**LANGKAH YANG DILAKUKAN:**
A - Menurut berita tentang sengketa PKPU Bukalapak dan Harmas, berapa nilai booking deposit yang dituntut Bukalapak agar dikembalikan oleh Harmas?
B - Lanjutkan berita tentang sengketa PKPU Bukalapak dan Harmas mulai dari kalimat terakhirnya.

**KUTIPAN DOKUMEN:**
Harmas Cabut Permohonan PKPU, Bukalapak Minta Hakim Lanjutkan Sidang


PT Bukalapak.com Tbk atau BUKA berharap majelis hakim melanjutkan proses persidangan dan memberikan putusan, meski Harmas Jalesveva mencabut permohonan PKPU atau Penundaan Kewajiban Pembayaran Utang.
Harmas mengajukan permohonan PKPU Pengadilan Niaga Jakarta Pusat pada 10 Januari 2025. Dalam permohonan ini disebutkan adanya utang jatuh tempo BUKA Rp 107,4 miliar yang berasal dari kerugian materiil yang diderita oleh Harmas akibat dari batalnya penyewaan 12 lantai gedung One Belpark oleh Bukalapak.
Lalu Bukalapak secara resmi mengajukan permohonan PKPU terhadap Harmas Jalesveva ke Pengadilan Niaga Jakarta pada 17 Februari. BUKA menuntut Harmas mengembalikan booking deposit Rp 6,46 miliar atas kerja sama tersebut.
Dalam persidangan yang digelar pada 19 Februari, agenda utama yakni penyerahan kesimpulan dari masing-masing pihak sebelum memasuki tahap pembacaan putusan. Namun Harmas memutuskan untuk mencabut permohonan PKPU yang telah diajukan.
Bukalapak mengatakan perusahaan mempertahankan posisi hukum dalam sidang lanjutan permohonan PKPU yang diajukan oleh Harmas Jalesveva. BUKA berharap majelis hakim melanjutkan proses persidangan dan memberikan putusan atas perkara ini.
“BUKA menilai putusan dari majelis hakim sangat penting untuk memberikan kepastian hukum dan menjaga transparansi bagi dunia usaha, terutama dalam konteks penyelesaian perkara hukum tersebut,” demikian dikutip dari keterangan pers Bukalapak, Jumat (21/2).
Dalam persidangan sebelumnya, saksi ahli yang dihadirkan oleh Bukalapak menegaskan sengketa antara kedua belah pihak belum memasuki titik akhir, karena masih terdapat upaya hukum luar biasa berupa Peninjauan Kembali atau PK ke Mahkamah Agung.

(Item Tersimpan)

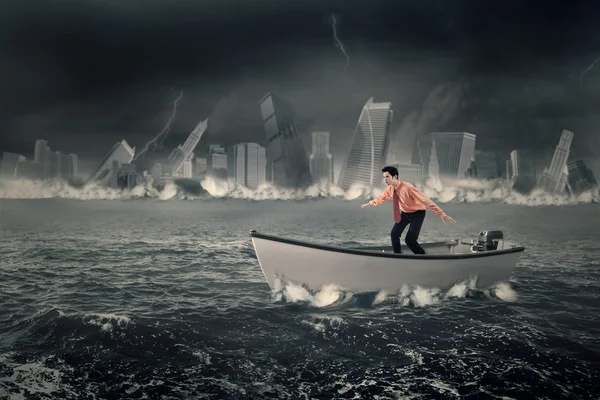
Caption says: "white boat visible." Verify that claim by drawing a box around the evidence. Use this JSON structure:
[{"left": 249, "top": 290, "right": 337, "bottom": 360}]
[{"left": 250, "top": 230, "right": 525, "bottom": 293}]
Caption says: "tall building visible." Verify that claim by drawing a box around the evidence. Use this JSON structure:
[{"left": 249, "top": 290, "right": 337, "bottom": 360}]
[
  {"left": 33, "top": 139, "right": 50, "bottom": 179},
  {"left": 507, "top": 149, "right": 536, "bottom": 193},
  {"left": 181, "top": 154, "right": 194, "bottom": 179},
  {"left": 309, "top": 132, "right": 333, "bottom": 183},
  {"left": 227, "top": 143, "right": 267, "bottom": 189},
  {"left": 169, "top": 118, "right": 208, "bottom": 176},
  {"left": 150, "top": 163, "right": 162, "bottom": 186},
  {"left": 46, "top": 148, "right": 62, "bottom": 179},
  {"left": 88, "top": 140, "right": 135, "bottom": 186},
  {"left": 260, "top": 93, "right": 312, "bottom": 188},
  {"left": 195, "top": 157, "right": 206, "bottom": 177},
  {"left": 538, "top": 129, "right": 574, "bottom": 193},
  {"left": 338, "top": 97, "right": 393, "bottom": 190},
  {"left": 567, "top": 160, "right": 598, "bottom": 194},
  {"left": 392, "top": 164, "right": 423, "bottom": 186},
  {"left": 0, "top": 152, "right": 26, "bottom": 178},
  {"left": 431, "top": 132, "right": 476, "bottom": 179},
  {"left": 116, "top": 164, "right": 137, "bottom": 189},
  {"left": 427, "top": 140, "right": 440, "bottom": 178},
  {"left": 206, "top": 144, "right": 227, "bottom": 179}
]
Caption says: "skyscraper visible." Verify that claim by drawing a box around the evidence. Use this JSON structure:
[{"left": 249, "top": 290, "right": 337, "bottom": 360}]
[
  {"left": 0, "top": 152, "right": 26, "bottom": 178},
  {"left": 567, "top": 160, "right": 598, "bottom": 194},
  {"left": 260, "top": 93, "right": 312, "bottom": 187},
  {"left": 227, "top": 143, "right": 267, "bottom": 189},
  {"left": 507, "top": 149, "right": 536, "bottom": 193},
  {"left": 309, "top": 132, "right": 333, "bottom": 183},
  {"left": 88, "top": 140, "right": 135, "bottom": 185},
  {"left": 206, "top": 144, "right": 227, "bottom": 179},
  {"left": 339, "top": 97, "right": 393, "bottom": 190},
  {"left": 538, "top": 129, "right": 574, "bottom": 193},
  {"left": 426, "top": 140, "right": 440, "bottom": 178},
  {"left": 431, "top": 132, "right": 476, "bottom": 179},
  {"left": 169, "top": 118, "right": 208, "bottom": 176},
  {"left": 33, "top": 139, "right": 50, "bottom": 179}
]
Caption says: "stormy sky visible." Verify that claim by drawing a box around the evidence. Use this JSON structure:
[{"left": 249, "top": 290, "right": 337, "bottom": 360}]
[{"left": 0, "top": 0, "right": 600, "bottom": 175}]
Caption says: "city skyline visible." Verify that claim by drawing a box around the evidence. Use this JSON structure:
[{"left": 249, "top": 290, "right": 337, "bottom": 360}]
[{"left": 0, "top": 0, "right": 600, "bottom": 177}]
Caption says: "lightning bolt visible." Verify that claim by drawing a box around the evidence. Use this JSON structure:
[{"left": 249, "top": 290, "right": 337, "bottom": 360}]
[
  {"left": 331, "top": 14, "right": 350, "bottom": 74},
  {"left": 133, "top": 90, "right": 183, "bottom": 161},
  {"left": 579, "top": 57, "right": 600, "bottom": 89}
]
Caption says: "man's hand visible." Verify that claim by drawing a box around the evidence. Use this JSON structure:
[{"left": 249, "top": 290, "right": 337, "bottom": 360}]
[{"left": 440, "top": 213, "right": 456, "bottom": 223}]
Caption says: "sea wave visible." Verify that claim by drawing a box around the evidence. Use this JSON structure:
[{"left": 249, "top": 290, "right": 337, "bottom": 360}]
[{"left": 0, "top": 177, "right": 600, "bottom": 206}]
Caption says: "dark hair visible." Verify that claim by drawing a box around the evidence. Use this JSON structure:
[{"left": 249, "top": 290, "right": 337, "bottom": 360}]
[{"left": 381, "top": 166, "right": 398, "bottom": 178}]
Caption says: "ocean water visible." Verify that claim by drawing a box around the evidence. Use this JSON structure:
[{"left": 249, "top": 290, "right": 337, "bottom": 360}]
[{"left": 0, "top": 198, "right": 600, "bottom": 399}]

**JAWABAN SETIAP TUGAS:**
A - Rp 6,46 miliar.

B -
Dengan adanya proses hukum yang masih berjalan, unsur pembuktian sederhana dalam PKPU yang saat ini di proses oleh Pengadilan Niaga Jakarta Pusat menjadi tidak terpenuhi.
Anggota Komite Eksekutif BUKA Kurnia Ramadhana menegaskan pencabutan permohonan PKPU oleh Harmas semakin memperjelas lemahnya dasar hukum permohonan tersebut.
“Sejak awal, kami telah melihat bahwa permohonan PKPU yang diajukan oleh Harmas tidak memiliki dasar hukum yang kuat. Fakta-fakta yang terungkap di persidangan membuktikan tuduhan terhadap BUKA tidak berdasar,” kata Kurnia.
“Oleh karena itu, kami tetap berharap majelis hakim tetap memberikan putusan atas perkara ini, meskipun Harmas telah mencabut permohonannya,” Kurnia menambahkan.
Kurnia menekankan pencabutan permohonan tidak seharusnya dijadikan celah untuk menghindari tanggung jawab hukum atau penyalahgunaan upaya hukum yang ada tanpa dasar yang jelas.
“Kami meminta agar majelis hakim tetap membacakan putusan atas perkara ini demi memberikan kepastian hukum yang jelas bagi BUKA. Sebagai perusahaan terbuka, kami memiliki tanggung jawab besar kepada para pemangku kepentingan, terutama para pemegang saham, untuk memastikan bahwa setiap proses hukum yang kami hadapi memiliki kepastian dan transparansi,” ujar dia.
Kronologi Perseteruan Bukalapak vs Harmas
Versi Bukalapak
Pada Januari, Harmas Jalesveva mengajukan PKPU terhadap Bukalapak melalui Pengadilan Niaga Jakarta Pusat dengan Nomor Perkara 2/Pdt.Sus PKPU/2025/PN Niaga Jkt.Pst.
Hermas mengklaim Bukalapak memiliki utang berdasarkan Putusan Kasasi Nomor 2461 K/PDT/2024.
Sekretaris Perusahaan Bukalapak Cut Fika Lutfi menyampaikan permohonan PKPU oleh Harmas tidak tepat, karena didasarkan pada permasalahan sengketa perdata murni yang merupakan ranah Pengadilan Negeri Jakarta Selatan dan ranah Hukum Acara Perdata Umum.
"Perseroan tidak tepat jika dikatakan sebagai debitor yang memiliki utang yang sudah jatuh waktu dan dapat ditagih dengan dalil yang mendasarkan pada sengketa perdata murni yang masih dalam proses Peninjauan Kembali atau PK," kata Cut Fika dalam keterbukaan informasi Bursa Efek Indonesia atau BEI, pada Januari (20/1).
Persidangan perdana atas Permohonan PKPU yang diajukan oleh Harmas terhadap Bukalapak digelar pada 14 Januari. Agendanya yakni pemeriksaan legal standing dari masing-masing pihak.
Bukalapak mengatakan permohonan PKPU yang diajukan oleh Harmas sejak awal tidak memiliki dasar hukum yang kuat. Salah satu kejanggalan yang mencolok adalah pencantuman Direktorat Jenderal atau Ditjen Pajak sebagai kreditur lain dalam permohonan PKPU untuk memenuhi persyaratan adanya dua kreditur.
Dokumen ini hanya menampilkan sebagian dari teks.